### Task directions
Print all the data below exactly, without images.

============================================================

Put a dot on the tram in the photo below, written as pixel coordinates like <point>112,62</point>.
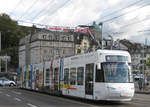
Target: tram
<point>100,75</point>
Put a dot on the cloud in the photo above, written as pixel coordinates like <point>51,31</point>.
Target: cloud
<point>76,12</point>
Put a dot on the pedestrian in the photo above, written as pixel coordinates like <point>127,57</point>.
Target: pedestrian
<point>140,84</point>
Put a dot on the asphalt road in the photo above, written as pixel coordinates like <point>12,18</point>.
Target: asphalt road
<point>12,97</point>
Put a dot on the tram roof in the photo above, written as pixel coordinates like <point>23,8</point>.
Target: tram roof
<point>112,51</point>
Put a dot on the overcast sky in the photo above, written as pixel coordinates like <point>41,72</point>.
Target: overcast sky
<point>128,19</point>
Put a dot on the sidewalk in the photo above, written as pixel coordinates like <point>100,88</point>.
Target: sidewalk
<point>143,91</point>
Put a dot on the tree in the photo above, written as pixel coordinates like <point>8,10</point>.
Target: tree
<point>148,62</point>
<point>11,33</point>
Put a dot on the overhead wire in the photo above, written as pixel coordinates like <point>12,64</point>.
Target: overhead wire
<point>55,10</point>
<point>104,21</point>
<point>114,12</point>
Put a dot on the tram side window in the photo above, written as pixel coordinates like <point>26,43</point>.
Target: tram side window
<point>80,75</point>
<point>47,76</point>
<point>73,76</point>
<point>66,76</point>
<point>99,75</point>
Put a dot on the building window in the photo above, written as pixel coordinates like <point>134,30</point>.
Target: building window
<point>73,76</point>
<point>50,37</point>
<point>45,51</point>
<point>80,75</point>
<point>66,76</point>
<point>57,52</point>
<point>44,36</point>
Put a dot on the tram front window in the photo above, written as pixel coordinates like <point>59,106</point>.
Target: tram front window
<point>117,73</point>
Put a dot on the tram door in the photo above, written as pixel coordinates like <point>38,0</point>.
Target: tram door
<point>56,79</point>
<point>89,79</point>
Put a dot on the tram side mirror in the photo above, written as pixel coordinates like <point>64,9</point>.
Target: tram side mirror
<point>98,66</point>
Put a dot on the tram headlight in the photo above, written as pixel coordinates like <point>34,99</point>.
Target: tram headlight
<point>112,88</point>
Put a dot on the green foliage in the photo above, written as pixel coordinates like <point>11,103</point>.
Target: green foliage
<point>148,62</point>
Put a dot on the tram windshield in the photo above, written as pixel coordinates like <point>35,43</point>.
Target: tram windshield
<point>117,72</point>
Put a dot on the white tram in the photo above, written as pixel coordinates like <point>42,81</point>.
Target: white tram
<point>100,75</point>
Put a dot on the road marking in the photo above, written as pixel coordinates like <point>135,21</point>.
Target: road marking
<point>31,105</point>
<point>17,99</point>
<point>19,93</point>
<point>7,95</point>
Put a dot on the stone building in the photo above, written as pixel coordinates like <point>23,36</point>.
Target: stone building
<point>45,45</point>
<point>139,54</point>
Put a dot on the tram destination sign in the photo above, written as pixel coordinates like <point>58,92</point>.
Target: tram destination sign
<point>116,58</point>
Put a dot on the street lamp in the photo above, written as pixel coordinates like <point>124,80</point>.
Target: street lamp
<point>111,41</point>
<point>101,24</point>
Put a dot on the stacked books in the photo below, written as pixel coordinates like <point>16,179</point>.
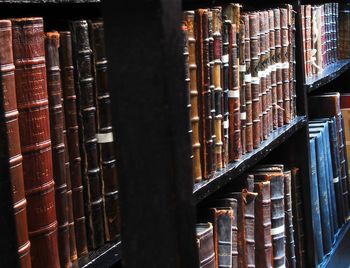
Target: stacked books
<point>60,136</point>
<point>252,222</point>
<point>330,191</point>
<point>240,75</point>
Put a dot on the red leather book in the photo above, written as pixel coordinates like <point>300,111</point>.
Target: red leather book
<point>108,165</point>
<point>196,146</point>
<point>57,140</point>
<point>34,127</point>
<point>13,135</point>
<point>84,85</point>
<point>68,88</point>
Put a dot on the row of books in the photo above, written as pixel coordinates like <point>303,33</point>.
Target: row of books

============================================================

### Solution to this exercise
Put a dot on the tram in the photo below, written as pixel coordinates like <point>112,62</point>.
Target: tram
<point>100,75</point>
Put a dot on the cloud in the photo above, written as pixel coordinates like <point>51,31</point>.
Target: cloud
<point>76,12</point>
Put a dot on the pedestrian in the photo above, written as pixel coordinates like <point>127,57</point>.
Target: pedestrian
<point>140,84</point>
Put a dot on the asphalt road in the photo above, written as pixel coordinates like <point>12,18</point>.
Target: asphalt road
<point>12,97</point>
Put a dot on the tram roof in the photo above, written as pixel coordinates like <point>23,8</point>.
Target: tram roof
<point>112,51</point>
Put a dot on the overcast sky in the photo above, written as pixel coordinates like <point>41,72</point>.
Target: overcast sky
<point>128,19</point>
Put a dot on the sidewalk in the photo above, written as pixel coordinates like <point>100,88</point>.
Target: sidewalk
<point>143,91</point>
Put a dot on the tree in the photo above, written as pixel coordinates like <point>8,10</point>.
Target: tree
<point>148,62</point>
<point>11,33</point>
Put a dot on the overhead wire in the photo above, written as pixel coordinates like <point>12,64</point>.
Target: overhead wire
<point>55,10</point>
<point>104,21</point>
<point>114,12</point>
Put a dot on the tram side window in the photo above, written as pixel coordinates like <point>26,43</point>.
Target: tram side window
<point>80,75</point>
<point>47,76</point>
<point>73,76</point>
<point>66,76</point>
<point>99,75</point>
Put a dot on the building window in the photo above, written as pixel coordinates like <point>134,30</point>.
Target: building window
<point>73,76</point>
<point>50,37</point>
<point>45,51</point>
<point>80,75</point>
<point>66,76</point>
<point>57,52</point>
<point>44,36</point>
Put a dot on the tram front window in the photo above, written as pixel coordinates like <point>59,106</point>.
Target: tram front window
<point>117,73</point>
Put a dot on the tram door in the photo above, written as pixel coordinates like <point>38,0</point>.
Target: tram door
<point>56,79</point>
<point>89,79</point>
Put a dot on the tram side mirror in the photo above, written as pixel coordinates like <point>64,9</point>.
Target: tram side mirror
<point>98,66</point>
Put a dot on the tram headlight in the photo above, written as pixel coordinates like <point>34,99</point>.
Target: tram headlight
<point>112,88</point>
Put a dot on the green foliage in the photo above, written as pixel coordinates like <point>11,103</point>.
Target: green foliage
<point>148,62</point>
Put a dot on the tram windshield in the photo above, written as pixel coordinates like <point>35,43</point>.
Target: tram windshield
<point>117,72</point>
Put a dot on the white tram in the photo above, written as pixel coordinates like <point>42,81</point>.
Target: white tram
<point>100,75</point>
Put a dot on the road marking in the photo above, written as pixel coordinates like <point>135,21</point>.
Target: road marking
<point>31,105</point>
<point>17,99</point>
<point>19,93</point>
<point>7,95</point>
Put a dot on the stone building in the photo above, written as pixel coordinates like <point>23,36</point>.
Target: stone building
<point>45,45</point>
<point>139,54</point>
Put a dot on the tram destination sign in the photo above, written as pixel coordinates like <point>58,92</point>.
Target: tram destination sign
<point>116,58</point>
Put a dot on the street lamp in the photo above, written as pixel coordinates like <point>124,80</point>.
Target: street lamp
<point>111,41</point>
<point>101,24</point>
Put a dot on the stacked books in the photo below, written as pixel coordinates like <point>16,179</point>.
Target: stacked books
<point>60,136</point>
<point>252,222</point>
<point>330,191</point>
<point>240,75</point>
Put a dot on the red leather book in the photo above, written as pixel coordinates like <point>300,111</point>.
Target: red leather book
<point>108,165</point>
<point>196,146</point>
<point>57,140</point>
<point>34,127</point>
<point>13,135</point>
<point>84,85</point>
<point>68,88</point>
Put a dot on the row of books in the photo above, written as pixel coordinates like <point>303,33</point>.
Target: row of books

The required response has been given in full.